# Exercise
How many lines in the items below contain the string "sign", matching case? Reply with the number alone.

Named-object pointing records
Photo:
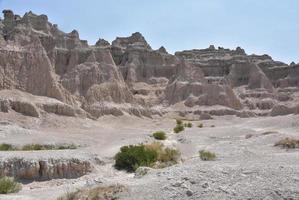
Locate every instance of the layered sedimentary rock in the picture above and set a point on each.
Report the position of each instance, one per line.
(43, 169)
(129, 77)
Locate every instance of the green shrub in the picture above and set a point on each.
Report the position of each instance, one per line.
(166, 156)
(200, 125)
(189, 125)
(179, 122)
(6, 147)
(169, 155)
(36, 147)
(178, 128)
(207, 155)
(33, 147)
(131, 157)
(288, 143)
(9, 185)
(159, 135)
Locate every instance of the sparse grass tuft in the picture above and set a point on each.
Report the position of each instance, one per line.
(36, 147)
(159, 135)
(188, 124)
(288, 143)
(166, 156)
(178, 128)
(145, 155)
(179, 122)
(6, 147)
(207, 155)
(9, 185)
(200, 125)
(133, 156)
(95, 193)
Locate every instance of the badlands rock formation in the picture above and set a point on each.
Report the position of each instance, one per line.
(44, 70)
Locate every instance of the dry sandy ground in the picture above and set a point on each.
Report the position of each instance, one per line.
(245, 168)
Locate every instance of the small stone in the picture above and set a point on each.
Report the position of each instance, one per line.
(205, 185)
(189, 193)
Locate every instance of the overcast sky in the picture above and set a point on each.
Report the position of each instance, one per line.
(259, 26)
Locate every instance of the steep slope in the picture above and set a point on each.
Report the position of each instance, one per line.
(129, 77)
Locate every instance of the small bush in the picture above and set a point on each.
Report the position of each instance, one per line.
(6, 147)
(9, 185)
(207, 155)
(36, 147)
(179, 122)
(189, 125)
(95, 193)
(131, 157)
(166, 156)
(160, 135)
(33, 147)
(288, 143)
(169, 155)
(178, 128)
(200, 125)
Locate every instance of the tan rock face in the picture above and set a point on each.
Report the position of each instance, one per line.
(45, 169)
(128, 76)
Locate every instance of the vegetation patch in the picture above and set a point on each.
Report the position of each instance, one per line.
(131, 157)
(9, 185)
(95, 193)
(200, 125)
(178, 128)
(159, 135)
(179, 122)
(6, 147)
(288, 143)
(166, 156)
(207, 155)
(36, 147)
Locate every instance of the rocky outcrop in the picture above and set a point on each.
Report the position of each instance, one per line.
(129, 77)
(44, 169)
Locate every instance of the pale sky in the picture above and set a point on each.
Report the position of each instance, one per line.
(259, 26)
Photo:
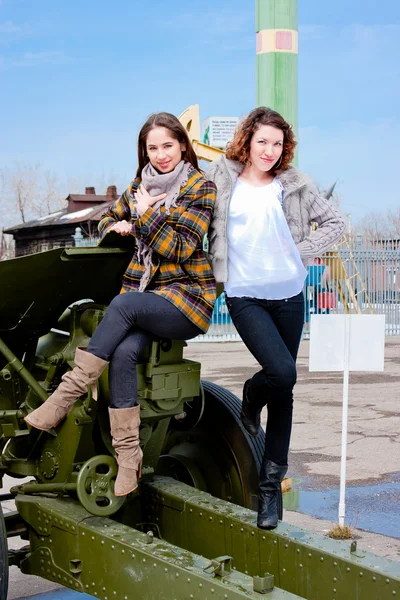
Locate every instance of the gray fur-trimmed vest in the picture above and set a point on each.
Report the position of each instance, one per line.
(302, 205)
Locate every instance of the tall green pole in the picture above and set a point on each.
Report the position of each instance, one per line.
(277, 53)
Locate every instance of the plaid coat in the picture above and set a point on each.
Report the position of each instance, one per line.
(181, 271)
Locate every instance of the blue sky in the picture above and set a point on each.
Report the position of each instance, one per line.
(77, 79)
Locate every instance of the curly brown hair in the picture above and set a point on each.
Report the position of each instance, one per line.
(239, 148)
(177, 131)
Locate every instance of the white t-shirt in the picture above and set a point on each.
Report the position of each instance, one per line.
(263, 261)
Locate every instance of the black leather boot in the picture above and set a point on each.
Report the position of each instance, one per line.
(271, 476)
(251, 411)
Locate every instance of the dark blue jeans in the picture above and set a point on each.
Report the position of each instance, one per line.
(271, 330)
(130, 323)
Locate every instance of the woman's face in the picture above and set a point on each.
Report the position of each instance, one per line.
(164, 151)
(266, 147)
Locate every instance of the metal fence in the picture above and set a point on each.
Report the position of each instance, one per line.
(359, 275)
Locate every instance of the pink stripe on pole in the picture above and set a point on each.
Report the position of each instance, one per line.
(258, 41)
(284, 40)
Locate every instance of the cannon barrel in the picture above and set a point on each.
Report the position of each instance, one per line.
(189, 531)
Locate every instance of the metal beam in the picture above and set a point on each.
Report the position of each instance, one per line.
(303, 563)
(109, 560)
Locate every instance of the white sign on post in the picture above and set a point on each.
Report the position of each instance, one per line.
(218, 131)
(346, 343)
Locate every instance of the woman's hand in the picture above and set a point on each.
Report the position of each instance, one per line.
(122, 227)
(144, 200)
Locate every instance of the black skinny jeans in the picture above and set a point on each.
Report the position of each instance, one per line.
(130, 323)
(271, 330)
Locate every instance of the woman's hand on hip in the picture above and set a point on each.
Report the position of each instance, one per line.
(122, 227)
(144, 200)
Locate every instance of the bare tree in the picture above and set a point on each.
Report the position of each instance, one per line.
(394, 222)
(6, 246)
(27, 192)
(374, 225)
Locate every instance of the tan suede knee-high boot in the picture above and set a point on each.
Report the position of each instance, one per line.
(74, 384)
(124, 424)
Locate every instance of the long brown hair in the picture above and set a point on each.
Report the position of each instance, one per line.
(239, 147)
(177, 131)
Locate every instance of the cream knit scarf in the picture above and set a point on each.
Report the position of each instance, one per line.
(160, 183)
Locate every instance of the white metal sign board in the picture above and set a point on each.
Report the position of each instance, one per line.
(218, 131)
(363, 335)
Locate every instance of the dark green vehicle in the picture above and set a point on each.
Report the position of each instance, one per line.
(189, 531)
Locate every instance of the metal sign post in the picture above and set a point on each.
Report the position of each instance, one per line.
(346, 343)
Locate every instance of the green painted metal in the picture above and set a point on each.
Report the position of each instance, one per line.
(302, 563)
(186, 543)
(277, 72)
(107, 559)
(276, 14)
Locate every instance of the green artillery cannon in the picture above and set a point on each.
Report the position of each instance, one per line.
(189, 531)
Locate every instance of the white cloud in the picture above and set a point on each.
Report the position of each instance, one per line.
(34, 59)
(10, 28)
(221, 23)
(362, 156)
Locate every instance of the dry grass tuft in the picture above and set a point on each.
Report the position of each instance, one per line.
(341, 532)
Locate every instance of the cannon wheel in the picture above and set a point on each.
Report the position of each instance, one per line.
(216, 455)
(3, 558)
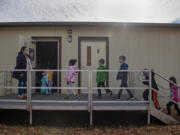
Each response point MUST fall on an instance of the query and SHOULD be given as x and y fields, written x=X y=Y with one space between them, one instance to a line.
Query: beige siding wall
x=145 y=47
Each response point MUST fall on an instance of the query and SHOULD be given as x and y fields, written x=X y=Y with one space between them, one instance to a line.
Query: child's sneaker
x=66 y=97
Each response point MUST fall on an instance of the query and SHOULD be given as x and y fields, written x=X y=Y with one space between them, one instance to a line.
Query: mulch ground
x=77 y=123
x=43 y=130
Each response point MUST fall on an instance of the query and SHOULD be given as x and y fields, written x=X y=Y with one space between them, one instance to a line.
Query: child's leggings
x=175 y=106
x=155 y=100
x=71 y=91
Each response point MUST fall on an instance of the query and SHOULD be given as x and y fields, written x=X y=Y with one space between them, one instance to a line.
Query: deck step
x=163 y=117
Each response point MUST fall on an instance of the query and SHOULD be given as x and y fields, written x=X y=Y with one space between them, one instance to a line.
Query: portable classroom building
x=146 y=45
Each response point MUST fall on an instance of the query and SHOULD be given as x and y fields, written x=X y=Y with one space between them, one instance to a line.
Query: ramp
x=163 y=117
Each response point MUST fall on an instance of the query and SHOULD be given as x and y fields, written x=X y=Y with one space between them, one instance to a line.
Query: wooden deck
x=57 y=102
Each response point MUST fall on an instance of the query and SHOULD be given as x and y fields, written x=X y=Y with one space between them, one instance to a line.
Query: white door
x=32 y=54
x=91 y=52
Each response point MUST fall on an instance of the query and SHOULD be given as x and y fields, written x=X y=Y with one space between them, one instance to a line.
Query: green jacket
x=101 y=76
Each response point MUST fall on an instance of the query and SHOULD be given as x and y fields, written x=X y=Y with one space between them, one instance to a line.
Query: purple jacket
x=174 y=95
x=72 y=76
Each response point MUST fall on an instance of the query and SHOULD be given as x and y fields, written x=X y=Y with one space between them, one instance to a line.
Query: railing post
x=29 y=103
x=90 y=96
x=150 y=97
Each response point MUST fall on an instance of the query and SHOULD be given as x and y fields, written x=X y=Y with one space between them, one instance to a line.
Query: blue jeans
x=20 y=90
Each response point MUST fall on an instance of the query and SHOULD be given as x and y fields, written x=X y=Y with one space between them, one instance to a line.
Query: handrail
x=162 y=94
x=64 y=70
x=166 y=79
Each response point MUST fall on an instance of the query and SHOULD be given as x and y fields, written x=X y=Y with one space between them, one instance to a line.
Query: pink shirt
x=72 y=76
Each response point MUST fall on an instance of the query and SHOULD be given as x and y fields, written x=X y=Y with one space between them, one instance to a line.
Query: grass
x=77 y=123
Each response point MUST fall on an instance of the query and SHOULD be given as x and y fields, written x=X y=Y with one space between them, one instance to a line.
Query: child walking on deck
x=44 y=83
x=173 y=96
x=101 y=78
x=71 y=78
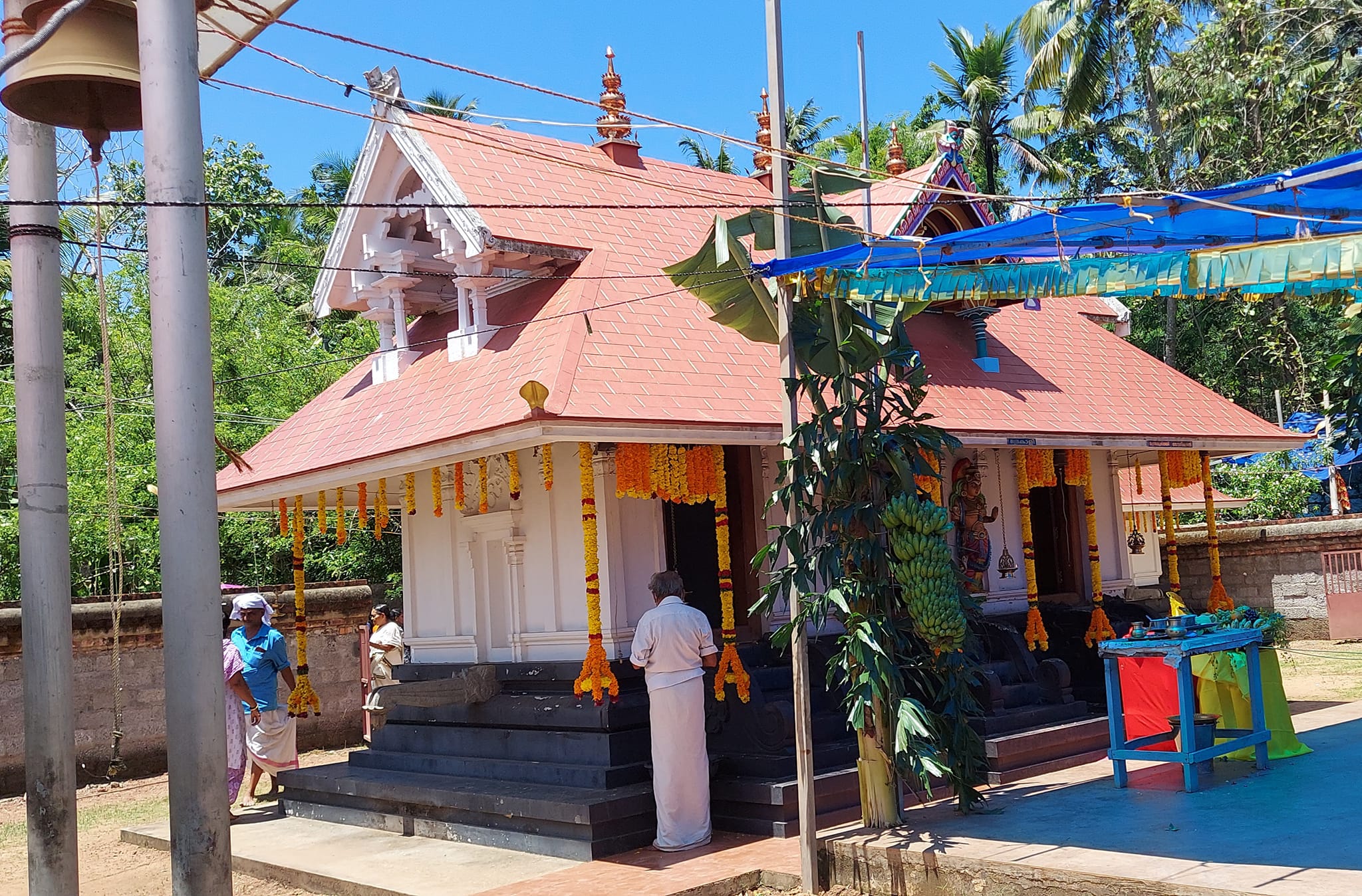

# Result for this exercise
3